> SET EXERCISE
Put everything from the line containing "Ground truth says the pink" down through the last line into a Markdown table with two columns, Row and Line. Leave out any blank lines.

> Items from a labeling collection
════

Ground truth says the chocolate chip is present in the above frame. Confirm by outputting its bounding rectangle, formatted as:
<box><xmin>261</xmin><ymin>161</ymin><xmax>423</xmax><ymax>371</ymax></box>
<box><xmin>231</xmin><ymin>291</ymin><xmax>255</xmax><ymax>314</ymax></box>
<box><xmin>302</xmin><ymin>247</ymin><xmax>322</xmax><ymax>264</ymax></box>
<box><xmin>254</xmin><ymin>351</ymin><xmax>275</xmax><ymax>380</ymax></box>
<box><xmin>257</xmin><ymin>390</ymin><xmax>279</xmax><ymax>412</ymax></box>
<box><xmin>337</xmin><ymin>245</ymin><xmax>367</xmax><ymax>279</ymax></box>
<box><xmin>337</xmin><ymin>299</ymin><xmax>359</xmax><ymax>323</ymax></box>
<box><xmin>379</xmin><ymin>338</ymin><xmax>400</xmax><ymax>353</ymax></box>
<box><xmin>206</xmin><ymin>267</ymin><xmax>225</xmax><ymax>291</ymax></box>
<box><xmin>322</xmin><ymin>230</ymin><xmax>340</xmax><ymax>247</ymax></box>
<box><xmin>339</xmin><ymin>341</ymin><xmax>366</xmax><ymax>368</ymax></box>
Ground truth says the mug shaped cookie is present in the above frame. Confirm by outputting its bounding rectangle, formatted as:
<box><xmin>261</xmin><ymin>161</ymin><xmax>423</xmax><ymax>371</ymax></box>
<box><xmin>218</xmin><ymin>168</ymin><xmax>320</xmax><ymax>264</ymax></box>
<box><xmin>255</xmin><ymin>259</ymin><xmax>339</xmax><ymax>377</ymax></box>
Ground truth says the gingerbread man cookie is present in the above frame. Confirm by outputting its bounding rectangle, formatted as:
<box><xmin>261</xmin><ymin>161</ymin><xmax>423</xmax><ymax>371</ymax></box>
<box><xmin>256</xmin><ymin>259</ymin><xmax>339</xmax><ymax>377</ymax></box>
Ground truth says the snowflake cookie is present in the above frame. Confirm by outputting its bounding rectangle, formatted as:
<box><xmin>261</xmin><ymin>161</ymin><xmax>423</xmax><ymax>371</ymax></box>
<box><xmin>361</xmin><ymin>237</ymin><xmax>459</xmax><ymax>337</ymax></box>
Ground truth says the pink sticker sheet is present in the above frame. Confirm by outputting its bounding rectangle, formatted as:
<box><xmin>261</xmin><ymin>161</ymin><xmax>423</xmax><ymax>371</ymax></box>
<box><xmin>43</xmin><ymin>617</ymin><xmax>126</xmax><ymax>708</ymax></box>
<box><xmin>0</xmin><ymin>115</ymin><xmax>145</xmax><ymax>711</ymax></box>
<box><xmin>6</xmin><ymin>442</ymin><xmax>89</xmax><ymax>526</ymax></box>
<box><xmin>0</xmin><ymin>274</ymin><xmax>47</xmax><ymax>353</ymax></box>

════

> SOLUTION TO THE EXERCISE
| Row | Line |
|---|---|
| 1 | Ground truth says the pink sticker sheet is present in the above frame. Confirm by outputting its bounding rectangle, formatted as: |
| 2 | <box><xmin>261</xmin><ymin>161</ymin><xmax>423</xmax><ymax>371</ymax></box> |
| 3 | <box><xmin>43</xmin><ymin>617</ymin><xmax>126</xmax><ymax>708</ymax></box> |
| 4 | <box><xmin>0</xmin><ymin>115</ymin><xmax>145</xmax><ymax>711</ymax></box> |
| 5 | <box><xmin>6</xmin><ymin>442</ymin><xmax>89</xmax><ymax>526</ymax></box> |
| 6 | <box><xmin>0</xmin><ymin>274</ymin><xmax>47</xmax><ymax>353</ymax></box> |